Extracto de la página →

*****

La historia de la crítica literaria en Costa Rica tiene tres referentes fundamentales a mi juicio: en un nivel pionero, el trabajo de Rogelio Sotela, en la primera mitad del siglo pasado; en un nivel de consolidación, a mediados de siglo, el de Abelardo Bonilla; y en uno de renovación metodológica, a finales de la centuria, el de Álvaro Quesada.
Metodológicamente representan lo empírico, lo positivista y lo sociocrítico.
Sotela ha quedado prácticamente olvidado en este campo, pese a ser el primero en entrar en estas lides de clasificación y valoración de la producción literaria nacional, no así su trabajo poético.
Abelardo Bonilla, pese a todo, sigue siendo una referencia indispensable para hacer el seguimiento y ubicación de escritores de hasta poco antes de los años sesenta.
Álvaro Quesada continúa vivo en sus libros, que son leídos hoy por los estudiosos de la literatura, sobre todo para el primer medio siglo de desarrollo, que fue el que más trabajó, con una ventaja adicional, que dejó escuela, como se aprecia en el trabajo de investigadoras posteriores como Flora Ovares y Margarita Rojas, entre otras, con una mirada sociológica a la hora de leer y analizar, lo que ha hecho que toda esta producción crítica haya tenido buena aceptación entre lectores provenientes de ciencias sociales y de historia.

*****

Tarea asignada 1 →
Indica si cada afirmación coincide con el texto sobre la crítica literaria en Costa Rica, respondiendo sí o no y citando literalmente las palabras del texto que lo deciden: (a) Abelardo Bonilla corresponde al nivel de consolidación, a mediados de siglo; (b) el trabajo poético de Sotela ha quedado olvidado; (c) Flora Ovares y Margarita Rojas trabajaron antes que Álvaro Quesada.

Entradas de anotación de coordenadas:

*****

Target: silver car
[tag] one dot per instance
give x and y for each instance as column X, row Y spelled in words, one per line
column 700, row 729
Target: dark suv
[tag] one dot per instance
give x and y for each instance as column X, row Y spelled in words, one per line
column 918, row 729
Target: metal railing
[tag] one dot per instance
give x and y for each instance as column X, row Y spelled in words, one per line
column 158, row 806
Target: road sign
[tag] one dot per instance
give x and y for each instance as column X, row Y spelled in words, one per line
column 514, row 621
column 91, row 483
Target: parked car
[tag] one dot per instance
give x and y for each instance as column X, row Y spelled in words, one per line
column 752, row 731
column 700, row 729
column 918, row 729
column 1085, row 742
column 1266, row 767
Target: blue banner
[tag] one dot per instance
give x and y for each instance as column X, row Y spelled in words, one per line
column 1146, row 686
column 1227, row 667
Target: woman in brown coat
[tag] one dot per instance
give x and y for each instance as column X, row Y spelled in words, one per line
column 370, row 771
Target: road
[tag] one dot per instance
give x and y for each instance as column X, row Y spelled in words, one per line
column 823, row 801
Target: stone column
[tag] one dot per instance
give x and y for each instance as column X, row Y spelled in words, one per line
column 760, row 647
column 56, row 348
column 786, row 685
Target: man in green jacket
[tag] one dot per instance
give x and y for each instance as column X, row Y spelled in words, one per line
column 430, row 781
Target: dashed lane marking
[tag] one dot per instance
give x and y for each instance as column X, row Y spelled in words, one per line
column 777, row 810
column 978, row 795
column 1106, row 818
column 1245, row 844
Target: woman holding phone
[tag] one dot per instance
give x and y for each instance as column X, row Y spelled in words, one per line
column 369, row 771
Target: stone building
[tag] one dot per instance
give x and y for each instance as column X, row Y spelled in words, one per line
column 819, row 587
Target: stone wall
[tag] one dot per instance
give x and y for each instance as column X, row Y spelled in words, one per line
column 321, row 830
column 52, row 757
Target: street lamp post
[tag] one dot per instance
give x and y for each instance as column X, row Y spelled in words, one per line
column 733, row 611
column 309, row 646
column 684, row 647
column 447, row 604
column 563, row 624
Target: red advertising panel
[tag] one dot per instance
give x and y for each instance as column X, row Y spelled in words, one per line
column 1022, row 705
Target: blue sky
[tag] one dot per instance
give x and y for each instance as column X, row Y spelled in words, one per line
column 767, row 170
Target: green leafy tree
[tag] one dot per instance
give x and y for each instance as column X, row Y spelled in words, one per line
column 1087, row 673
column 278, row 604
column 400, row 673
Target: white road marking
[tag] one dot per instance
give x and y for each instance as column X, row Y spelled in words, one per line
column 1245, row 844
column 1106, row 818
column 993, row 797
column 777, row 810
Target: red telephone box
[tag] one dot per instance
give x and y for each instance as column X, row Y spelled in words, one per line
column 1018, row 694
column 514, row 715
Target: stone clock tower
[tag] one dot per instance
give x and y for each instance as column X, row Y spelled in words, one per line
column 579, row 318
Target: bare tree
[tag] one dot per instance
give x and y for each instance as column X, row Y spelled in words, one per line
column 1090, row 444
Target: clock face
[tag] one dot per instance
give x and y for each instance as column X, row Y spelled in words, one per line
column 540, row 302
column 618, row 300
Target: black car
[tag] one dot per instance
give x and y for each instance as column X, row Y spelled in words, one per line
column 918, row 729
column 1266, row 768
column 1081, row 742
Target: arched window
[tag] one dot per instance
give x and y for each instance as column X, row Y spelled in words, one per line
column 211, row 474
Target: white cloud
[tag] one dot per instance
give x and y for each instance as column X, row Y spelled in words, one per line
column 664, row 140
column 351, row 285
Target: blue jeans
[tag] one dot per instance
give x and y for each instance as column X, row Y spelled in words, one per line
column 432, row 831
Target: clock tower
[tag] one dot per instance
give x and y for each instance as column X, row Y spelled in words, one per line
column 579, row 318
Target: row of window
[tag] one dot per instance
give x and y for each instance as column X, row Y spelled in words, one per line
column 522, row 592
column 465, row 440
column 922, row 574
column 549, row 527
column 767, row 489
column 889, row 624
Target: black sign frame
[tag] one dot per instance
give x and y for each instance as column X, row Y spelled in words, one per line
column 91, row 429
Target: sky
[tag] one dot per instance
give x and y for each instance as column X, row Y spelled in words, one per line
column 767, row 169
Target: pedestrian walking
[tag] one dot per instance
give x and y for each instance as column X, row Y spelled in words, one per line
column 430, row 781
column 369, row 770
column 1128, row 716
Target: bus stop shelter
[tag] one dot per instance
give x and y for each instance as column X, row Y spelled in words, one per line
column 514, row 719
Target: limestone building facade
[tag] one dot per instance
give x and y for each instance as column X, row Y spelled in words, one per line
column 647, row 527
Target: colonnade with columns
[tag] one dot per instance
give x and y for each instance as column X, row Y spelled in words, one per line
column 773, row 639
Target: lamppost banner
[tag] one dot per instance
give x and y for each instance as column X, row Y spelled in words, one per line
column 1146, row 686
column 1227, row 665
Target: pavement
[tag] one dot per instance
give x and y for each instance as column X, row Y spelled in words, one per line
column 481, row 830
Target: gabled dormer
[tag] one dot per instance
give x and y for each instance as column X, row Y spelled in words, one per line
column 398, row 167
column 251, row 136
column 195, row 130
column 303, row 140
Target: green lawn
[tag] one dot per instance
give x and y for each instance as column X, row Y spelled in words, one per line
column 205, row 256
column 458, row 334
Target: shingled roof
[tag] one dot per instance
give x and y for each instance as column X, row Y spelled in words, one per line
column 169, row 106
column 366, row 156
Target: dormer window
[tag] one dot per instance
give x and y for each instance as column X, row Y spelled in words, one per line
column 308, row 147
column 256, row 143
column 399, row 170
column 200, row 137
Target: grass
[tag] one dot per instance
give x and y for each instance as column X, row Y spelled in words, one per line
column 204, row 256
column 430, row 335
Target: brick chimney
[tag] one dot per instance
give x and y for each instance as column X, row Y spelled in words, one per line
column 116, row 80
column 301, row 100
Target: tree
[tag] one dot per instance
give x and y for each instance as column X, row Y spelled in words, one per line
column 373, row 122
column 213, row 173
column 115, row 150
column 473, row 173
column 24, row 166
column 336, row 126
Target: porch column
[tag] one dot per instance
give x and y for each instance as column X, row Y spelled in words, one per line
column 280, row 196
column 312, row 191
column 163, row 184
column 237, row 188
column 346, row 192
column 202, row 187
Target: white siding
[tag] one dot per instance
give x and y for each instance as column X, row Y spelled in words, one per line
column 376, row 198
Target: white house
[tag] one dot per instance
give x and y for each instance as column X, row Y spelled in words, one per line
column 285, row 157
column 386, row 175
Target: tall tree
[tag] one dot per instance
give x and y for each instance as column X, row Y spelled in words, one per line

*****

Tarea asignada 2 →
Cambia "dot" por "marker" en las entradas, desde la línea que contiene "Target: colonnade with columns" hasta la que contiene "column 336, row 126", ambas incluidas, y reproduce únicamente esas líneas sin ninguna otra modificación.

Resultado de la tarea 1 →
(a) Sí: "en un nivel de consolidación, a mediados de siglo, el de Abelardo Bonilla".
(b) No: "Sotela ha quedado prácticamente olvidado en este campo, pese a ser el primero en entrar en estas lides de clasificación y valoración de la producción literaria nacional, no así su trabajo poético".
(c) No: "investigadoras posteriores como Flora Ovares y Margarita Rojas".

Resultado de la tarea 2 →
Target: colonnade with columns
[tag] one marker per instance
give x and y for each instance as column X, row Y spelled in words, one per line
column 773, row 639
Target: lamppost banner
[tag] one marker per instance
give x and y for each instance as column X, row Y spelled in words, one per line
column 1146, row 686
column 1227, row 665
Target: pavement
[tag] one marker per instance
give x and y for each instance as column X, row Y spelled in words, one per line
column 481, row 830
Target: gabled dormer
[tag] one marker per instance
give x and y for each instance as column X, row Y spelled in words, one per line
column 398, row 167
column 251, row 136
column 195, row 130
column 303, row 140
Target: green lawn
[tag] one marker per instance
give x and y for each instance as column X, row Y spelled in words, one per line
column 205, row 256
column 458, row 334
Target: shingled roof
[tag] one marker per instance
give x and y for each instance as column X, row Y spelled in words, one per line
column 169, row 106
column 366, row 156
Target: dormer window
[tag] one marker per instance
give x and y for each instance as column X, row Y spelled in words, one per line
column 308, row 147
column 256, row 143
column 399, row 170
column 200, row 137
Target: grass
[tag] one marker per instance
give x and y for each instance as column X, row Y spelled in words, one per line
column 204, row 256
column 430, row 335
Target: brick chimney
[tag] one marker per instance
give x and y for each instance as column X, row Y spelled in words, one per line
column 116, row 80
column 301, row 100
Target: tree
[tag] one marker per instance
give x and y for each instance as column X, row Y spelled in words, one per line
column 373, row 122
column 213, row 173
column 115, row 150
column 473, row 173
column 24, row 166
column 336, row 126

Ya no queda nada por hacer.